**Page text**
○ ○ ○ ○ ○ ○ ○

In: Psychology
This question is more complicated than it seems. You would think that with more time, more leisure, and more luxuries, that compared to our ancestors, we would have more time. In ancient societies like among those in the Roman Empire, leisure time was generated because the slave class did their work. Even a few generations ago, your great-grandma scrubbed clothes on a scrubbing board, cooked on a coal or wood burning stove. Now, we are able to push washing machine buttons, use microwaves, and even have food delivered to us in minutes. So, you would think we would have more time to do what we want? But do we? It seems unlikely.
Philosopher Peter Kreeft of Boston College contends that "we want to complexity our lives. We don't have to, but we want to. We want to be harried, hassled, and busy. Unconsciously, we want the very thing we complain about. For if we had leisure, we would look at ourselves and listen to our hearts and see the gaping hole in our hearts and be terrified, because that hole is so big that nothing but God can fill it."
Kreeft claims:
"So run around like conscientious little bugs, scare rabbits, dancing attendance on our machines, our slaves, and making them our masters. We think we want peace and silence and freedom and leisure, but deep down we know that this is unendurable to us, like a dark empty room without distraction where we would be forced to confront ourselves, the one person...whom we fear the most, yet need the most, and the only person...whom we are constantly trying to escape, yet the only person who we can never escape, to all eternity."
Kreeft continues, "If you are typically modern, your life is like a rich mansion with a terrifying hole right in the middle of the living-room floor. So you paper over the hole with a very busy wallpaper pattern to distract yourself. You find a rhinoceros in the middle of your house. The rhinoceros is wretchedness and death. How in the world can you hid a rhinoceros? Easy: cover it with a million mice. Multiply diversions."
Pascal puts it this way:
"If our condition were truly happy we should not need to divert ourselves from thinking about it."
That is why Pascal famously stated:
“All of humanity's problems stem from man's inability to sit quietly in a room alone.”
Kreeft goes on to say:
"Therefore the society or individual which has the most diversions and amusements is not the happiest but the unhappiest. Therefore our society is the unhappiest. All the social indicators bear out this conclusion: depression, divorce, suicide, drugs, violence--you name it. The point is simple: we never want to divert ourselves from happiness, only from unhappiness. If life felt like a holiday, we would not want holidays from it.

○ ○ ○ ○ ○ ○ ○

**Source material**
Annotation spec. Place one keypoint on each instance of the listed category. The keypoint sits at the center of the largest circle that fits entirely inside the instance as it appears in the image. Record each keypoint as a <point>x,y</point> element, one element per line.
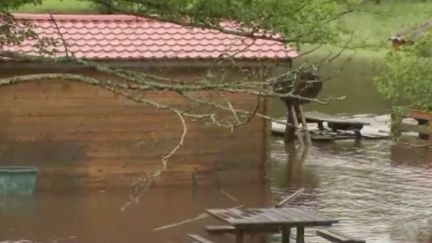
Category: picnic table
<point>263,219</point>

○ ○ ○ ○ ○ ○ ○

**What this exercise asks**
1: In the page text, which institution is Peter Kreeft associated with?
2: Reproduce the page text starting at "In: Psychology" and ending at "It seems unlikely.".
Rely only on the page text for what comes next.

**Solution list**
1: Boston College

2:
In: Psychology
This question is more complicated than it seems. You would think that with more time, more leisure, and more luxuries, that compared to our ancestors, we would have more time. In ancient societies like among those in the Roman Empire, leisure time was generated because the slave class did their work. Even a few generations ago, your great-grandma scrubbed clothes on a scrubbing board, cooked on a coal or wood burning stove. Now, we are able to push washing machine buttons, use microwaves, and even have food delivered to us in minutes. So, you would think we would have more time to do what we want? But do we? It seems unlikely.